*Brief*
Every entry that follows should be repeated exactly; drop the images.

— begin Input —

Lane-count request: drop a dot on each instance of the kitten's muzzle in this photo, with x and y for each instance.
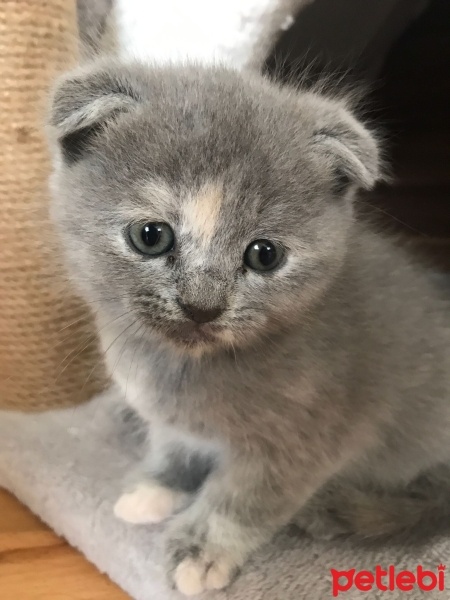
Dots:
(200, 314)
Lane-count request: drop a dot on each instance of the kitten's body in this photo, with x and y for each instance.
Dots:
(332, 370)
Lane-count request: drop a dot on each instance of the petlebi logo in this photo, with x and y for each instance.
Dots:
(388, 580)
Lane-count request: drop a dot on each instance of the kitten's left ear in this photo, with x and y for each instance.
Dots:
(351, 148)
(83, 102)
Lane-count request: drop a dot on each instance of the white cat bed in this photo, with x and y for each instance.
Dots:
(68, 465)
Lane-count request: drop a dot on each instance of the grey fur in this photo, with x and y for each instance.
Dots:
(329, 390)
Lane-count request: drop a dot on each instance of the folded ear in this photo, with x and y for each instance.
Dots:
(351, 148)
(83, 102)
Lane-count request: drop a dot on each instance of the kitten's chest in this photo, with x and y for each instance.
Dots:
(176, 390)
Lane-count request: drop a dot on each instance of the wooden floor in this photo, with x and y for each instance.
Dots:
(35, 564)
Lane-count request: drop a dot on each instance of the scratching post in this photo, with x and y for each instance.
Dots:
(46, 344)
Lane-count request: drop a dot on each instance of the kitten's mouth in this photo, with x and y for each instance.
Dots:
(193, 334)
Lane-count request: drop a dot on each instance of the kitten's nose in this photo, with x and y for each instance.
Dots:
(200, 315)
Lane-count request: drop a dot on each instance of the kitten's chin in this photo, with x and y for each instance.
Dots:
(195, 339)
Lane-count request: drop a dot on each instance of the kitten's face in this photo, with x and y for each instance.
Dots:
(209, 209)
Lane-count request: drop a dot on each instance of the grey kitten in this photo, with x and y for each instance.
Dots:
(292, 365)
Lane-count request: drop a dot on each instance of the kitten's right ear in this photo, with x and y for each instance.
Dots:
(83, 102)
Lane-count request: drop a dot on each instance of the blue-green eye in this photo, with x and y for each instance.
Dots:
(263, 255)
(151, 239)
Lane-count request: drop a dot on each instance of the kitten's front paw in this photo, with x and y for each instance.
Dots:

— end Input —

*Written solution*
Lane-count request: drop a dot on each instance of the kitten's muzzle in this photo, with x and y for each instance.
Dots:
(200, 314)
Lane-count request: drop a dot on each instance of the kitten's body in this photo, with x and y for each instance.
Dots:
(332, 370)
Lane-count request: drop a dot on each instance of the petlebi logo in this photo, with x and y for each instance.
Dots:
(388, 580)
Lane-count request: drop a dot on each instance of the kitten's left ear in this photo, with x and y for each instance.
Dots:
(351, 148)
(83, 102)
Lane-count request: drop a dot on each instance of the white cat bed in this photo, with x and y for each instance.
Dots:
(68, 465)
Lane-count request: drop a dot on each instance of the grey fur in this photo, with x and y for each instance.
Dots:
(329, 390)
Lane-count request: drop a dot on each instance of the folded ear in this photo, with x and y for each instance.
Dots:
(351, 148)
(83, 102)
Lane-count request: drop a dot on each instance of the kitten's chest in this photo, with x and y for each instance.
Dots:
(176, 390)
Lane-count request: drop a dot on each instance of the wooden floor in this photo, with x and y for each instance.
Dots:
(35, 564)
Lane-count request: drop a dot on each instance of the scratching post in this photo, with x and y for each instance.
Dots:
(46, 344)
Lane-count request: drop a dot on each instance of the kitten's mouth in this photo, with x and y for each instance.
Dots:
(193, 334)
Lane-count request: drop a dot on each instance of the kitten's nose in this photo, with x and y for each instance.
Dots:
(200, 315)
Lane-count request: drop a dot on each instance of the kitten's chin in this photo, with x and y for each instance.
Dots:
(195, 339)
Lane-count request: drop a dot on each instance of the kitten's face in this photo, with x and y for each instance.
Dots:
(209, 209)
Lane-count request: drop a dot on each instance of the grey kitten in this photo, with x and y for each instance.
Dots:
(292, 365)
Lane-count request: drop a dot on each instance of the kitten's right ear in this photo, with x and y for each instance.
Dots:
(83, 102)
Lane-count request: drop a dot on each instance of the blue-green eye in this photo, with x and y for each instance.
Dots:
(263, 255)
(151, 239)
Lane-count request: drop a dot on each instance of the kitten's front paw in this photo, with x and y for each instance.
Dots:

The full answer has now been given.